[START OF Passage to read]

Re: [RFC] [kbuild test robot] random-order parallel building

From: Masahiro Yamada
Date: Fri Jun 09 2023 - 12:00:23 EST


On Fri, Jun 9, 2023 at 5:41 PM Liu, Yujie <yujie.liu@xxxxxxxxx> wrote:
>
> Hi Masahiro,
>
> On Fri, 2023-05-12 at 15:09 +0800, Philip Li wrote:
> > On Fri, May 12, 2023 at 12:25:13PM +0900, Masahiro Yamada wrote:
> > > Hello, maintainers of the kbuild test robot.
> > >
> > > I have a proposal for the 0day tests.
> >
> > Thanks a lot for the proposal for the shuffle make, we will do some
> > investigation to try this random order parallel build. The gnu make
> > we currently use is 4.3, we will try the 4.4 to see any problem.
> >
> > For the timeline, we may provide update later this month.
>
> We've upgraded to make v4.4.1 in kernel test robot and enabled random-
> order parallel compiling in our randconfig build tests. The shuffle
> seed is generated by hashing the randconfig, so it changes overtime and
> can cover various random orders. We are still doing some internal
> testing and will put it online once everything is done.

[END OF Passage to read]

=== Set problem 1 ===
In how many lines of the records below does the string "mountain" appear? Reply with the number alone.
=== Set problem 2 ===
Continue the mailing-list message above about random-order parallel builds, starting right after its final sentence.

[START OF Extracted entries]

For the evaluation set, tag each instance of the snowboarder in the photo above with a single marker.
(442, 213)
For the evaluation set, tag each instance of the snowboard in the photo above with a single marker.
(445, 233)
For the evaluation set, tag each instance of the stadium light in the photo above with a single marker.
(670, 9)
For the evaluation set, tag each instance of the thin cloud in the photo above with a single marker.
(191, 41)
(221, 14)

[END OF Extracted entries]
[START OF Extracted entries]

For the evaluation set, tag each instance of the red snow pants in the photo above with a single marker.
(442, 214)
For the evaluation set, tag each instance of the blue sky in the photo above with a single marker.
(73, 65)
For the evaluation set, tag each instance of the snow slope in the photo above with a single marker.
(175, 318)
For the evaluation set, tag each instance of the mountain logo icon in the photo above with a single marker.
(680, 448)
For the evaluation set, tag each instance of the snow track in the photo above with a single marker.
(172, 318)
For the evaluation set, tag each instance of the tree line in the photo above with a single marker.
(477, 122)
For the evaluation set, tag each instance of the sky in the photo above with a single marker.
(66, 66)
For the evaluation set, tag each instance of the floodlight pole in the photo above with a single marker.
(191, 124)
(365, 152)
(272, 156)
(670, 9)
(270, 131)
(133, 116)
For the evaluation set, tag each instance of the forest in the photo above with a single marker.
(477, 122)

[END OF Extracted entries]
[START OF Extracted entries]

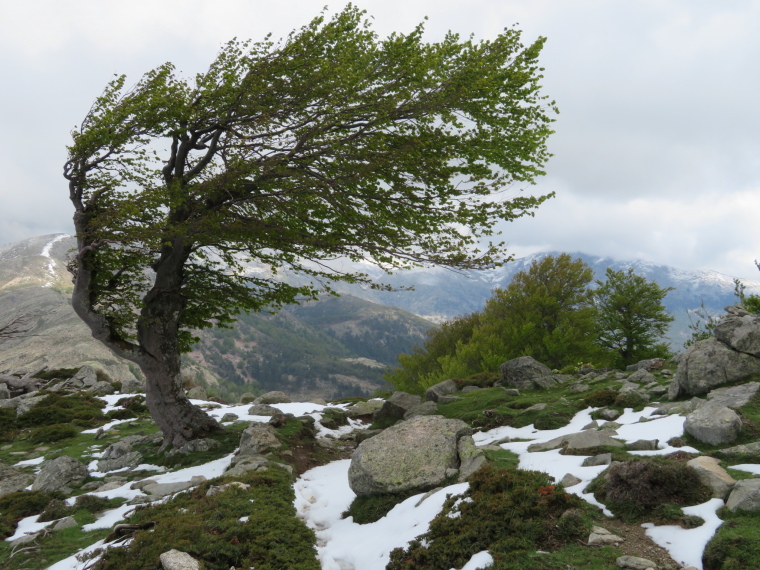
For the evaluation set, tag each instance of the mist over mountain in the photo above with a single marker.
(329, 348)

[END OF Extracted entries]

=== Output 1 ===
2

=== Output 2 ===
>
> > >
> > >
> > > GNU Make traditionally processes the dependency from left to right.
> > >
> > > For example, if you have dependency like this:
> > >
> > > all: foo bar baz
> > >
> > > GNU Make builds foo, bar, baz, in this order.
> > >
> > >
> > > Some projects that are not capable of parallel builds
> > > rely on that behavior implicitly.
> > >
> > > Kbuild, however, is intended to work well in parallel.
> > > (As the maintainer, I really care about it.)
> > >
> > >
> > > From time to time, people add "just worked for me" code,
> > > but apparently that lacks proper dependency.
> > > Sometimes it requires an expensive CPU to reproduce
> > > parallel build issues.
> > >
> > >
> > > For example, see this report,
> > > https://lkml.org/lkml/2016/11/30/587
> > >
> > > The report says 'make -j112' reproduces the broken parallel build.
> > > Most people do not have such a build machine that comes with 112
> > > cores.
> > > It is difficult to reproduce it (or even notice it).
> > >
> > > (Some time later, it was root-caused by 07a422bb213a)
>
> Thanks a lot for sharing this case. We tried to reproduce it, but looks
> it dates back to v4.9-rc7 and throws some other errors when compiling
> in our kbuild env, so we are not able to reproduce it yet. Not sure if
> it is related with toolchain/compiler version or the kernel config.
>
> This case mentioned that 'make -j112' can reproduce the breakage. We
> assume this is under traditional serial order build. Does it imply that
> it is likely to take much less parallel jobs to reproduce the breakage
> when shuffle is set, say 'make --shuffle=SEED -j32', so developers are
> able to reproduce it on an ordinary CPU with less cores?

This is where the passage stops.